#### Task:
From the entries below, copy out all lines holding "standing".

Items listed in a dataset:
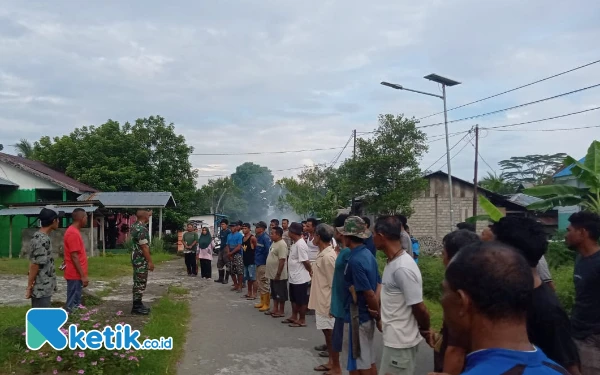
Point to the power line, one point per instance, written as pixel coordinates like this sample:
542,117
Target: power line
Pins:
451,148
516,88
513,107
544,130
269,152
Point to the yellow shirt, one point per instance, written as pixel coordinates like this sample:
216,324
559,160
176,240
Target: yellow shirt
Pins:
322,281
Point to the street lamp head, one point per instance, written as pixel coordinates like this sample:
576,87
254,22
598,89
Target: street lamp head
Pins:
392,85
443,80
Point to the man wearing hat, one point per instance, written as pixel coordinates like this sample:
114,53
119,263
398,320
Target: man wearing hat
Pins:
361,280
262,252
41,282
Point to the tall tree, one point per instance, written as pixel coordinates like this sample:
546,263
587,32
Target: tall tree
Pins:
386,170
145,156
254,182
531,169
24,149
497,184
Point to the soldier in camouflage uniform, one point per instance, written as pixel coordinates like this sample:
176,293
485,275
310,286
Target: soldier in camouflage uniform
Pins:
140,260
42,275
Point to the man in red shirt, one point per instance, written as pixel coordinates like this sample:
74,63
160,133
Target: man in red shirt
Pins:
75,260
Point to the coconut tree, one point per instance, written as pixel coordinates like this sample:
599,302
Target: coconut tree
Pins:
586,173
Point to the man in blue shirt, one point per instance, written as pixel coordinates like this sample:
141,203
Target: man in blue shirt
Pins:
487,291
260,258
361,278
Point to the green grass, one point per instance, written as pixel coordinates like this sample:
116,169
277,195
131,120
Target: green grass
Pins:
12,325
163,323
100,268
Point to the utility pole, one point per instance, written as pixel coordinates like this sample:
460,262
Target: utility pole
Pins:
352,207
475,197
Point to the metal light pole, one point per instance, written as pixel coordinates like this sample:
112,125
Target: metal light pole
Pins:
444,82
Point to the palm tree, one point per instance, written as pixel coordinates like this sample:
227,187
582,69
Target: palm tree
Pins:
24,149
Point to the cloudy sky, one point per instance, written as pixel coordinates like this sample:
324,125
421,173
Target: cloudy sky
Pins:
270,75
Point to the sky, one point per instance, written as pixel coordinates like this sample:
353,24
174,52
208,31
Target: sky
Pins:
273,75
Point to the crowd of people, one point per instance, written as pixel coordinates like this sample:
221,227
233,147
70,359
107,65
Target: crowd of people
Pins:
501,312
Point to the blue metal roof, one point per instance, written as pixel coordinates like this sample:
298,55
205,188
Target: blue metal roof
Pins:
565,172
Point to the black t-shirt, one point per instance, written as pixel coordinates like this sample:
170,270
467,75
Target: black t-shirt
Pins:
549,328
585,317
248,251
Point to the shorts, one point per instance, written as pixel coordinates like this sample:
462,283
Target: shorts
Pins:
337,336
366,333
279,290
250,272
237,264
299,294
324,322
398,361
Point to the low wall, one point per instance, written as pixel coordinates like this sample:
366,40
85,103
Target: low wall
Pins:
56,237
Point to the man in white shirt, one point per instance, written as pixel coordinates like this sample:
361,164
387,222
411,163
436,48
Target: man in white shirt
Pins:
299,275
404,318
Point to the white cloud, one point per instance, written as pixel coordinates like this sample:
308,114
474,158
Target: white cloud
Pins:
297,75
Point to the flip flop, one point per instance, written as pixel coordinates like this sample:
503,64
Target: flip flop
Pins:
297,325
321,368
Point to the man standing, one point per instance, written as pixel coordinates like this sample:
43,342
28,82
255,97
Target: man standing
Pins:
361,282
75,260
404,316
285,223
262,251
233,250
582,235
140,260
320,290
300,271
487,291
190,241
223,262
248,256
277,274
41,283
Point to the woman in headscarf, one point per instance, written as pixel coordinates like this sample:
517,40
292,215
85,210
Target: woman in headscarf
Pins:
204,253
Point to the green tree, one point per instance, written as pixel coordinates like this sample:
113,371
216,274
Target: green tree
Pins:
586,173
145,156
531,169
386,170
24,149
254,182
309,194
497,184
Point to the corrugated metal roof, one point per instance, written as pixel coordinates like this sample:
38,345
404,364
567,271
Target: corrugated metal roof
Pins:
6,182
35,210
133,199
43,171
565,172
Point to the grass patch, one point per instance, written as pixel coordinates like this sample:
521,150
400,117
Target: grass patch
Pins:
162,324
100,268
177,290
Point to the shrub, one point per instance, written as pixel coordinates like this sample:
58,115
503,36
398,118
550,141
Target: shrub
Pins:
96,362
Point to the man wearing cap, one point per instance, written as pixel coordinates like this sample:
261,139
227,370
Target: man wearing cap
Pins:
361,280
299,274
41,282
233,250
140,260
262,251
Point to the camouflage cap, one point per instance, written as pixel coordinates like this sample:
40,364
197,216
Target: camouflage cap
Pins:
355,226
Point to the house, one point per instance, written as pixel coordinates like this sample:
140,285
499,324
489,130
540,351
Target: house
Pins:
29,181
565,177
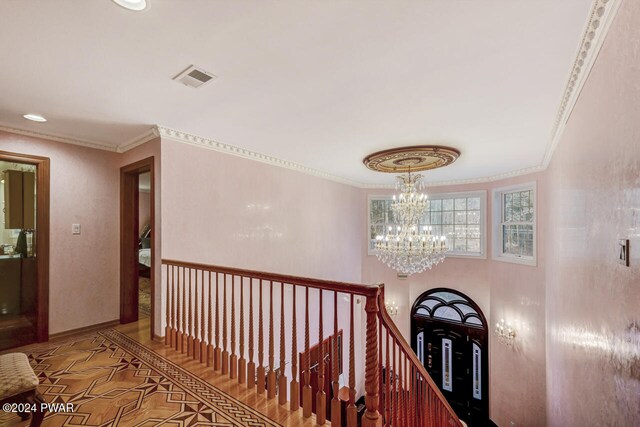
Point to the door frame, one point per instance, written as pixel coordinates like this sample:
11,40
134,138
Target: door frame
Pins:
460,328
129,239
43,169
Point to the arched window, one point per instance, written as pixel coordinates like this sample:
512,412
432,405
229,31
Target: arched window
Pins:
447,306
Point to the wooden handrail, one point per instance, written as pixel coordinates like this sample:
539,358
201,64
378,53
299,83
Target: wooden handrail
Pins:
398,391
346,287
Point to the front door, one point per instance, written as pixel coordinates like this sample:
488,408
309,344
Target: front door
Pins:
449,336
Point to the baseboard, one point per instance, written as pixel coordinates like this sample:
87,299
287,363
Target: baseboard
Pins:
84,330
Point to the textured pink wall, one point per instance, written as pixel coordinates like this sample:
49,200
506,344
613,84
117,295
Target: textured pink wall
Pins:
222,209
593,303
84,269
502,290
225,210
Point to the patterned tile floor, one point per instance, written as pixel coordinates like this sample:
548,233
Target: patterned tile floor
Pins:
113,380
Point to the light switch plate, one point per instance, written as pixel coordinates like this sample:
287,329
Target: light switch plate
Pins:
623,257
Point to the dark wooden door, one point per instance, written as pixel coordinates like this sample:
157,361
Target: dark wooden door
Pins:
449,335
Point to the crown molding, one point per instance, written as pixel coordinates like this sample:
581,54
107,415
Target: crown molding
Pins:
601,16
57,138
146,136
214,145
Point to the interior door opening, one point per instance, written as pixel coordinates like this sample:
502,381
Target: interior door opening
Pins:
137,276
24,249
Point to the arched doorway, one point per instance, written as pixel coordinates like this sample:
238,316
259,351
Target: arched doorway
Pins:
449,335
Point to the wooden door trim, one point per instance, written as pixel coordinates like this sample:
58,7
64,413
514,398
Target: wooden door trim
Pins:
43,171
129,232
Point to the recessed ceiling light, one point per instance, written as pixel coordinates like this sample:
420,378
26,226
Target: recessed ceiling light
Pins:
34,118
135,5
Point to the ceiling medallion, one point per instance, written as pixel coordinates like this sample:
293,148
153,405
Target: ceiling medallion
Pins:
415,159
408,243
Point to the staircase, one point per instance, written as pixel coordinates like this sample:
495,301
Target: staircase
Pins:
217,315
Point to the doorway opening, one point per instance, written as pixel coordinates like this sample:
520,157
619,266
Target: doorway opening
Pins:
24,249
450,337
137,276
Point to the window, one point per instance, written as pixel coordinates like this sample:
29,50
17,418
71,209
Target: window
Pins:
458,216
515,224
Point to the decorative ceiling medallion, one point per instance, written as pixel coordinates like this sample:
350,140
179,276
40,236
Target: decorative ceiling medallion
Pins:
416,158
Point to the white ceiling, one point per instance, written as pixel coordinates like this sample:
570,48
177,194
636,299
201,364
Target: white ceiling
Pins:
318,83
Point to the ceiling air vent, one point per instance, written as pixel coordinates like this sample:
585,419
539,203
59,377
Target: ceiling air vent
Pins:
194,77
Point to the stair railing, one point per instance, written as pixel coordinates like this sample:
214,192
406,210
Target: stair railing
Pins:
202,299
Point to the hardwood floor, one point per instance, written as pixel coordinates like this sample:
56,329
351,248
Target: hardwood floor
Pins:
112,377
139,331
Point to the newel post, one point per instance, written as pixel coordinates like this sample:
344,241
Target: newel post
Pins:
371,416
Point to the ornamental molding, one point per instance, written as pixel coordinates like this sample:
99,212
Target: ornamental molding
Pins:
212,144
81,142
139,140
600,19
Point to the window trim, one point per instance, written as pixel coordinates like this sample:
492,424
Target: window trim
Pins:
451,254
497,214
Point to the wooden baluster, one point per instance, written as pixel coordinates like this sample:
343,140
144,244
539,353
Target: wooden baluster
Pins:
394,408
251,366
306,391
187,310
196,326
217,356
271,376
242,363
405,391
167,327
387,382
336,418
352,412
210,324
294,388
225,352
380,377
371,417
401,418
282,379
178,343
260,371
174,315
233,368
190,339
321,396
203,342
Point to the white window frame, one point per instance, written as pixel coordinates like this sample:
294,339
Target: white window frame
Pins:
451,254
498,214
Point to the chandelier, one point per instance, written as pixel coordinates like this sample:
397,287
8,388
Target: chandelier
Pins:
407,246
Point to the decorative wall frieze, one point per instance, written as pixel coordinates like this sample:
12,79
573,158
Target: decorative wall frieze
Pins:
601,16
212,144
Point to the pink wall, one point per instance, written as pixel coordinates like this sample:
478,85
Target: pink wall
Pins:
224,210
593,303
84,269
502,290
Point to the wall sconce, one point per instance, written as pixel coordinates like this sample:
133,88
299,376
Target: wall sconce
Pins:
505,332
392,308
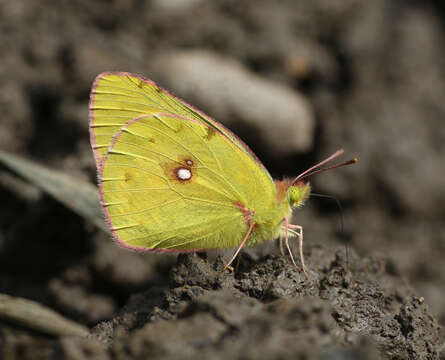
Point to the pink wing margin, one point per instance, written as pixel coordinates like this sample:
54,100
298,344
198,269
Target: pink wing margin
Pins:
101,162
114,233
207,119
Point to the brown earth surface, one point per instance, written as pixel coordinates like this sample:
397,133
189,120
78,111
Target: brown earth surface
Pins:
369,76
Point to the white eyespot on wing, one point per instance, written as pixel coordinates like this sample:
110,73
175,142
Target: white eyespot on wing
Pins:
184,174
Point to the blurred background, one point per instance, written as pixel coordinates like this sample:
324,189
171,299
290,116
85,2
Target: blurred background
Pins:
296,80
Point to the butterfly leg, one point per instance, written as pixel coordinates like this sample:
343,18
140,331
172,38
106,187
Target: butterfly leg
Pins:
240,247
281,245
300,243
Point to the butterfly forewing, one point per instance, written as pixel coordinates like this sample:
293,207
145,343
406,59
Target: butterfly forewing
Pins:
169,181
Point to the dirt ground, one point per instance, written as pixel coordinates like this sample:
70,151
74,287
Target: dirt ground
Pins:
366,76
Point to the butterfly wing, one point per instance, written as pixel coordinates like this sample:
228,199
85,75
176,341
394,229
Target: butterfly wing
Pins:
171,179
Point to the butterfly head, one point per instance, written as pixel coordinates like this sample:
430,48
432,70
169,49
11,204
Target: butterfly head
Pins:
298,193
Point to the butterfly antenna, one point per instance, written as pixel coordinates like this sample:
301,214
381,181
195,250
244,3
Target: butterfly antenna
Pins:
340,208
315,169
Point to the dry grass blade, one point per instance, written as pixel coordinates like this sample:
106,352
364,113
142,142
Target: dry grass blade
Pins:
32,315
78,195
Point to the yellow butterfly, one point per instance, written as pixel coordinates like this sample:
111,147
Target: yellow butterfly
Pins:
172,179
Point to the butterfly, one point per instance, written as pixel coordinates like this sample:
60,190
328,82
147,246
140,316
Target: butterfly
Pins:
172,179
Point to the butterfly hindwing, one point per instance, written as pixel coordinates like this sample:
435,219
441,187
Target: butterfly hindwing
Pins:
169,179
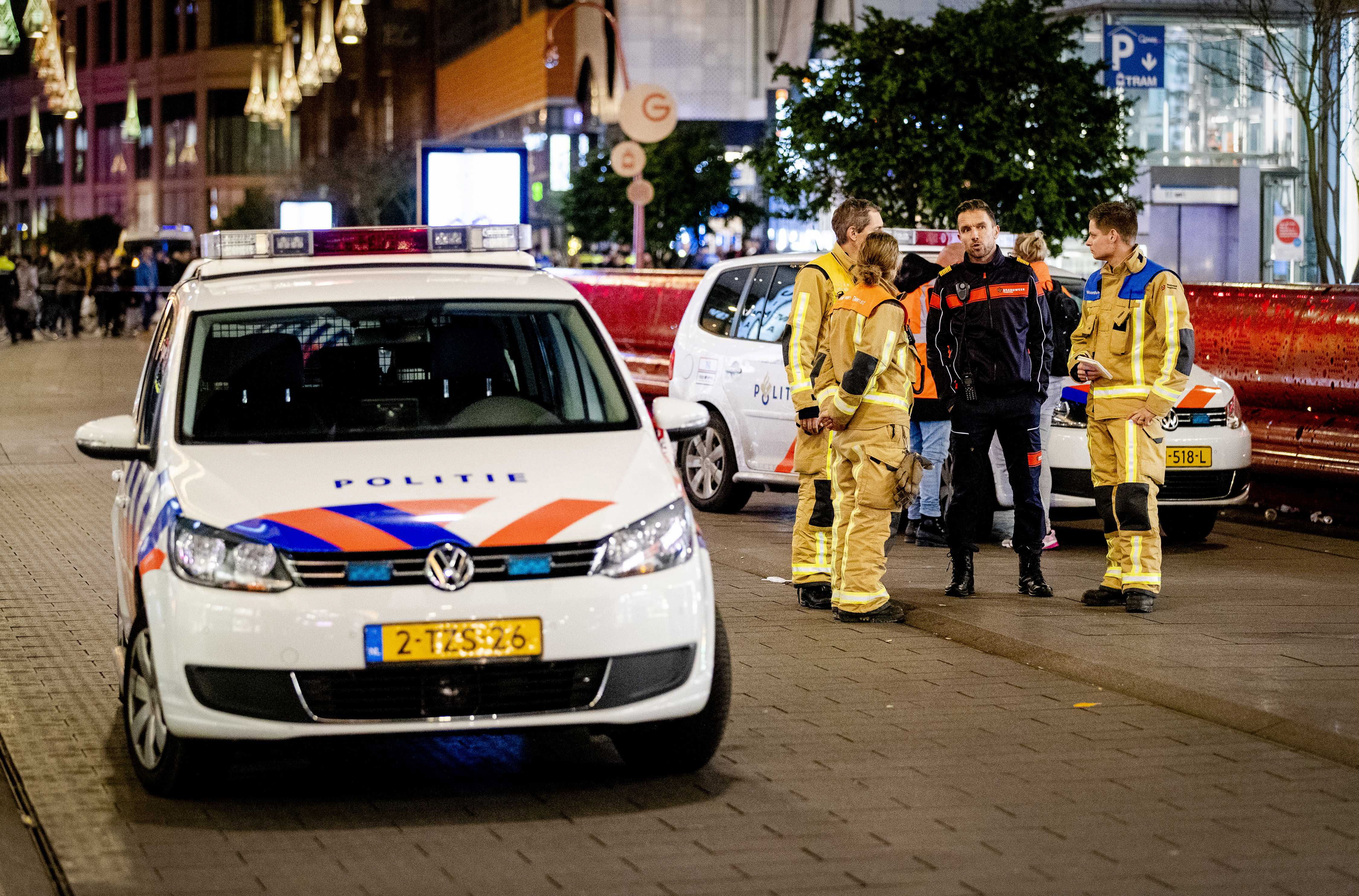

#### Task solution:
Point to the man standing, one point per instance, written as pixel coordinates like this sample:
Target: man standing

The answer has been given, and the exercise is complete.